Activity
Every line of the material must be set down again without alteration.

Data listing
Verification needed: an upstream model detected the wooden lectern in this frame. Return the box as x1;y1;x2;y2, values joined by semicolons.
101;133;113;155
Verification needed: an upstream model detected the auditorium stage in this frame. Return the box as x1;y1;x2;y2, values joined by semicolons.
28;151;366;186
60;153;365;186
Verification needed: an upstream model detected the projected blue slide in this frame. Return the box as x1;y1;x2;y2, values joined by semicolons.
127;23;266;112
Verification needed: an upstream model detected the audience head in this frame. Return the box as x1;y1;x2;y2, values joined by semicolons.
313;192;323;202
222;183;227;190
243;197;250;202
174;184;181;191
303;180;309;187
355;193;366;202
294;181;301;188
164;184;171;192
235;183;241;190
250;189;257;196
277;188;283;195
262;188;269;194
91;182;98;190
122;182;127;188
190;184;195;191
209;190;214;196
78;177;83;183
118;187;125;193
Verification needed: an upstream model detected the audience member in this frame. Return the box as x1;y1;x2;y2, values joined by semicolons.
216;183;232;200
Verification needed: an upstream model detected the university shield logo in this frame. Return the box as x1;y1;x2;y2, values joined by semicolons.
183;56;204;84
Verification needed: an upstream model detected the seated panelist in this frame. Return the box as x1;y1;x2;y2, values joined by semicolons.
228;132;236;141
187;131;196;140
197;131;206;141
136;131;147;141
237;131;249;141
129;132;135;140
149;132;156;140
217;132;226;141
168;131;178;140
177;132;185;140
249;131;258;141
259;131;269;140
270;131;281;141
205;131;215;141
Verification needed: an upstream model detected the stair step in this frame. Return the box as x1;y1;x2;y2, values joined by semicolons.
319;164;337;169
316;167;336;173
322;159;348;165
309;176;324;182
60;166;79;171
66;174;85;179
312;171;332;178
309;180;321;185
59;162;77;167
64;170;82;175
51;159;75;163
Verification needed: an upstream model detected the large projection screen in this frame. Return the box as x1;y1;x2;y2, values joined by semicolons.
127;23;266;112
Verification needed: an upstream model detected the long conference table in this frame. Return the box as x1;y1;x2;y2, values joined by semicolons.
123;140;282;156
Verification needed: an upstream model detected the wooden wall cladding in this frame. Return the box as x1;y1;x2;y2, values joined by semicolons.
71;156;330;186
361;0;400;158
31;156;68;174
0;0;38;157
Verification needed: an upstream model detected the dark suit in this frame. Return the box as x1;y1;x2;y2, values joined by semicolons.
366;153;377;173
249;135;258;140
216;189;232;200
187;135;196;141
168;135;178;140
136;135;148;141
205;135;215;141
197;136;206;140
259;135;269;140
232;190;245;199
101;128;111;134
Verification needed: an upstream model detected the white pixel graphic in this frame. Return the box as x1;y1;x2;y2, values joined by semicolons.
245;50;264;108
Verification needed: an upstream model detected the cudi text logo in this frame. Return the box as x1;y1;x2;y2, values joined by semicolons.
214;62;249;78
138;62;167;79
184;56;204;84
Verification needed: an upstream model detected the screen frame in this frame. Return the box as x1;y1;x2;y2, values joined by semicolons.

Expected answer
Verification needed: an upstream model detected the wooden lectern in this frame. Return the box as x1;y1;x2;y2, values joined by semicolons.
101;133;113;155
Verification needed: an upstream model detected the auditorium stage in this frame. Return the box as x1;y1;x2;y2, values joined by semicolons.
28;151;366;186
60;153;365;186
Verification needed: an upstream model detected the projected blue slide in this frame. Return the box as x1;y1;x2;y2, values joined by semicolons.
127;23;266;112
Verification needed: an upstream model detected the audience head in this frame. Return the box as x1;y1;x2;y2, values joined by semicolons.
313;192;323;202
222;183;227;190
243;197;250;202
174;184;181;191
303;180;309;187
355;193;366;202
294;181;301;188
164;184;171;192
235;183;241;190
250;189;257;196
277;188;283;195
262;188;269;194
91;182;98;190
122;182;127;188
190;184;195;191
209;190;214;196
78;177;83;183
118;187;125;193
Verification needed: an upstream model detected the audience member in this frame. Return the box as x1;y1;x2;y2, values joined by semicolons.
216;183;232;200
Verification needed: an upstream model detected the university shield logo in this frame. Return the box as x1;y1;x2;y2, values joined by semicolons.
183;56;204;84
Verification needed: an upstream model detected the seated panelist in this frame. Return the box as x1;y1;x2;y2, values joined by semicolons.
228;132;236;141
187;131;196;140
197;131;206;141
136;131;147;141
237;131;249;141
129;132;135;140
149;132;156;140
217;132;226;141
168;131;178;140
177;132;185;140
249;131;258;141
259;131;269;140
270;131;281;141
205;131;215;141
Verification needed: an upstream model detected the stair step in this frame. Return the box as x1;y1;x2;y2, values joined by semicolons.
319;164;337;169
316;167;336;173
322;159;348;165
309;176;324;182
60;166;79;171
66;174;85;179
312;171;332;178
309;180;321;185
59;162;77;167
64;170;82;175
51;159;75;163
Verification needed: an upstream model detected the large projection screen in this frame. Return the box as x1;y1;x2;y2, values joined by semicolons.
127;23;266;112
Verification needed: an upstream model detected the long conference table in this frame. Return the box as x1;y1;x2;y2, values joined by semicolons.
123;140;282;156
Verification needed: an upstream model detected the wooden wall cladding in this frame. Return the box as x1;y1;x2;y2, values joined by semicolons.
71;156;330;186
361;0;400;158
31;156;68;174
0;0;38;157
Verification needed: an upstream model detected the dark suit in this frame. Return the box as x1;y1;x2;y2, values joined by semicolons.
366;153;377;173
249;135;258;140
216;189;232;200
187;135;196;141
168;135;178;140
136;135;148;141
205;135;215;141
197;136;206;140
259;135;269;140
232;190;245;199
101;128;111;134
Verification needed: an upstream model detected the white pixel graphic in this frame. Return the box as x1;y1;x2;y2, values joined by semicolons.
245;50;264;108
Verification needed: an upstream model detected the cudi text logo in this frame. Return the box as x1;y1;x2;y2, values joined by semicolons.
214;62;249;78
138;62;167;79
184;56;204;84
Verification needed: an upstream model detected the screen frame in this frame. Return the box as x1;y1;x2;y2, values joined by semicolons.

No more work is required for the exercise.